**What is required**
Begin at the line below that contains "Note for the class: annotate every instance of the wooden". Repeat it and all remaining lines of the records exactly.

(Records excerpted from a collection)
>>>

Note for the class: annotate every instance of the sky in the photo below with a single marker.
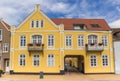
(15, 11)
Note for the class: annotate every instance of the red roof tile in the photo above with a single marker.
(68, 23)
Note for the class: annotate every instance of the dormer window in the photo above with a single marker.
(95, 25)
(79, 27)
(37, 24)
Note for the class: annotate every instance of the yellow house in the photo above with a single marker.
(52, 45)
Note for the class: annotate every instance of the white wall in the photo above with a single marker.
(117, 56)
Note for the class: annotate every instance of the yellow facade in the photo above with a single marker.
(59, 50)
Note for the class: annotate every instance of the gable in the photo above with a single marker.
(34, 16)
(90, 24)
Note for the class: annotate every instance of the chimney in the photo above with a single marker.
(37, 8)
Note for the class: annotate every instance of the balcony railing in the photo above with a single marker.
(35, 47)
(94, 47)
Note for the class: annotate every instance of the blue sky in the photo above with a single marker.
(15, 11)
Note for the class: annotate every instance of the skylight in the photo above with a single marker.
(79, 27)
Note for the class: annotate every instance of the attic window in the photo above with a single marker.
(79, 26)
(95, 25)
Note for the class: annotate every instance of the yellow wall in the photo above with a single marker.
(59, 50)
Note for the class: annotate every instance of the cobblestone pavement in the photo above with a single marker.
(66, 77)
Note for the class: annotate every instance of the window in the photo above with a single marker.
(22, 60)
(68, 40)
(105, 60)
(42, 23)
(5, 47)
(92, 39)
(36, 39)
(32, 24)
(50, 40)
(50, 61)
(0, 35)
(93, 60)
(37, 24)
(80, 40)
(95, 25)
(22, 40)
(36, 60)
(104, 40)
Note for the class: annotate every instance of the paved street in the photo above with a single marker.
(66, 77)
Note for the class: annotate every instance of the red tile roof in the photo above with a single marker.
(68, 23)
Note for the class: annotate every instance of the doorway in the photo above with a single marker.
(7, 68)
(74, 63)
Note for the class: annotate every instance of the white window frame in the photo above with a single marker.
(42, 21)
(1, 35)
(51, 41)
(53, 63)
(5, 47)
(23, 62)
(37, 59)
(105, 60)
(92, 62)
(24, 41)
(34, 22)
(37, 40)
(80, 40)
(105, 40)
(93, 39)
(68, 41)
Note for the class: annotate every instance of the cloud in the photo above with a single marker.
(14, 11)
(115, 24)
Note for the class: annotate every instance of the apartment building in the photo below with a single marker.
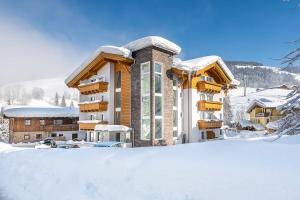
(33, 124)
(160, 99)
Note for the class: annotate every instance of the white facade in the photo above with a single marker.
(106, 73)
(191, 115)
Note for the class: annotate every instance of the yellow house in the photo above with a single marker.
(262, 111)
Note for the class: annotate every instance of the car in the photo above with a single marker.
(108, 144)
(46, 143)
(68, 146)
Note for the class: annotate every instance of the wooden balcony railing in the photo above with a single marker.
(93, 88)
(90, 125)
(209, 105)
(94, 107)
(63, 127)
(202, 124)
(209, 87)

<<<

**Problem solution**
Note for the class: annotate every instance of the wooden balcony railing in the photo above with a single marker.
(93, 88)
(90, 125)
(209, 105)
(94, 107)
(63, 127)
(202, 124)
(209, 87)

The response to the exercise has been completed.